# [SOURCE TEXT]
▼

In Mamleshwar Prasad v. Kanhaiya Lal this Court held: (SCC p.235, para 7) “7. …. Where by obvious inadvertence or oversight a judgment fails to notice a plain statutory provision or obligatory authority running counter to the reasoning and result reached, it may not have the sway of binding precedents. It should be a glaring case, an obtrusive omission.” 66. In State of Orissa vs. Damodar Nayak, question arose that in case the teacher at the time of appointment, did not possess the requisite eligibility i.e. qualifications, whether he could claim any benefit under the grant-in-aid scheme. The respondent teacher therein had secured 53.9% marks and required eligibility provided for 54%. This Court held that undoubtedly 53.9% marks were very close to required marks i.e. 54%, but the teacher so appointed did not possess the eligibility. The court took notice of the fact that he was appointed in 1978 but acquired further qualification on 10.07.1987, and held: “Admittedly, since the first respondent on the date of his appointment was not possessing the requisite qualification and acquired the same only on 10.07.1987 he will be eligible to the benefit of the grant-in-aid w.e.f. 1.8.1987 and onwards.” 13. This Court after considering the doctrine of per incuriam, is of the view that since in the judgment rendered by the Division Bench in L.P.A. No.397 of 2015, there is no consideration about the binding effect of Section 18(1) of the Industrial Disputes Act, 1947, as such the same would not have any binding effect. This Court on the basis of detailed discussion made hereinabove, is of the considered view that the judgment rendered by the learned Single Judge of this Court is held to be not sustainable in the eye of law and, accordingly, the same is quashed and set aside. 14. In the result, the appeal is allowed and the writ petition stands dismissed. 15. Consequently, I.A. No.2543 of 2018 also stands disposed of.

▲

# [PROVIDED RECORDS]
▼

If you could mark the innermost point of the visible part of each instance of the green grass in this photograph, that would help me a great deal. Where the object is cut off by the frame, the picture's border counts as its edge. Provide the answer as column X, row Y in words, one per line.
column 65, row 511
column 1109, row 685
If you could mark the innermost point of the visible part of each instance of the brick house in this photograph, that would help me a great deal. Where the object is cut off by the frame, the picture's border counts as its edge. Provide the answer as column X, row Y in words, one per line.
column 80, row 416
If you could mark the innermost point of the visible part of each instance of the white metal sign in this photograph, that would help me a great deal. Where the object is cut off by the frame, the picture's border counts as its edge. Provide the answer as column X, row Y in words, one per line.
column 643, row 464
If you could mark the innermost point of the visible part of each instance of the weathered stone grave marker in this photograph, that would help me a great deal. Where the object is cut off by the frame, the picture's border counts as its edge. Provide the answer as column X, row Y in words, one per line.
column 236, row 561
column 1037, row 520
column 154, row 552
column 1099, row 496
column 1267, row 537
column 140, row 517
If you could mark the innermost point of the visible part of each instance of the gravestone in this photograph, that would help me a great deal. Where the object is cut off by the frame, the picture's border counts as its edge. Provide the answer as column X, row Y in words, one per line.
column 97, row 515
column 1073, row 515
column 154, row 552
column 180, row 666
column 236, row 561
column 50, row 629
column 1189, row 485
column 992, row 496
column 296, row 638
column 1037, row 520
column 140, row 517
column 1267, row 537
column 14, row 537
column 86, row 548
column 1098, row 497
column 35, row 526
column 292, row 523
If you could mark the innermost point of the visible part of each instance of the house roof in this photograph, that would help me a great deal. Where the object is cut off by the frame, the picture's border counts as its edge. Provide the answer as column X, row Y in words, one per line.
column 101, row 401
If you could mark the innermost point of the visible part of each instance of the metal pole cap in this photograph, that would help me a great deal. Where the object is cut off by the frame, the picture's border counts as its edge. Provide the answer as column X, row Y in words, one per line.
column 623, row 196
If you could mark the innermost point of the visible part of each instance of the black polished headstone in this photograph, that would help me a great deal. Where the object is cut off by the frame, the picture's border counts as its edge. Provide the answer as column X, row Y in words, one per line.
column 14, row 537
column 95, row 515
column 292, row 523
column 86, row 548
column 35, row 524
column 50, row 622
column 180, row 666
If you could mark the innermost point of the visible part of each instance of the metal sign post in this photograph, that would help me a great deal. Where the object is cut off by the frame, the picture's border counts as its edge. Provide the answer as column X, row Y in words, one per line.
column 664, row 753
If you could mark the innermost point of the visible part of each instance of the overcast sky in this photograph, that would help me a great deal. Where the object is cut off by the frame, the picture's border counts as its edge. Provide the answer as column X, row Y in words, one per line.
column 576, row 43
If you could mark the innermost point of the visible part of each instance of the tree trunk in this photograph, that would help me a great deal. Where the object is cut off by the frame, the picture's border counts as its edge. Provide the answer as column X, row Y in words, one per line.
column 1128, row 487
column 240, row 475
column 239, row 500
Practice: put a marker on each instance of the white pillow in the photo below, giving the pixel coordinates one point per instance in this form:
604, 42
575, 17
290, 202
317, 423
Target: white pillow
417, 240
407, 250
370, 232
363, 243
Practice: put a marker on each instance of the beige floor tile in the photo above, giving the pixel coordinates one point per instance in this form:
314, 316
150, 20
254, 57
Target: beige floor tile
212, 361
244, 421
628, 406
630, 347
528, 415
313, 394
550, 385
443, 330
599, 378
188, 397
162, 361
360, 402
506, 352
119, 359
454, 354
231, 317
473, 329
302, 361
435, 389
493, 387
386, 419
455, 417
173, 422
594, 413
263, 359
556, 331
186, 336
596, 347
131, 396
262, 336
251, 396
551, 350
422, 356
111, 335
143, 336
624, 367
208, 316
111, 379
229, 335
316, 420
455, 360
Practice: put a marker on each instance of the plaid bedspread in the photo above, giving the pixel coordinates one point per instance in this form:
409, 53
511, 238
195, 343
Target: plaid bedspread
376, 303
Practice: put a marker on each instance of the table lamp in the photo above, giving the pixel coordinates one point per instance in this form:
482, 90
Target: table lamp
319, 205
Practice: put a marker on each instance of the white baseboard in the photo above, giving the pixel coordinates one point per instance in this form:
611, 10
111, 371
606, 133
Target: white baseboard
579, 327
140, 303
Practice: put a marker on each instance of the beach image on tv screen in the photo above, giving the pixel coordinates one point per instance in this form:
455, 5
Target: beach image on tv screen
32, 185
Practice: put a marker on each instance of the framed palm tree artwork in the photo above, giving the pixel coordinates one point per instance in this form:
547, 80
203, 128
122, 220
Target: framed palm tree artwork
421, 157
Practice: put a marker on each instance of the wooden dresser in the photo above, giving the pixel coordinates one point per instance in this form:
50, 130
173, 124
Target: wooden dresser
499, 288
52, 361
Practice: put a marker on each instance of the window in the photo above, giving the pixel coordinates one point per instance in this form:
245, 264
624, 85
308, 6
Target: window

▲

# [REQUIRED ACTION]
Please translate this sentence from the court judgment into Spanish: "It should be a glaring case, an obtrusive omission." The listing is not needed for anything that follows.

# [SOLUTION]
Debe tratarse de un caso flagrante, de una omisión manifiesta.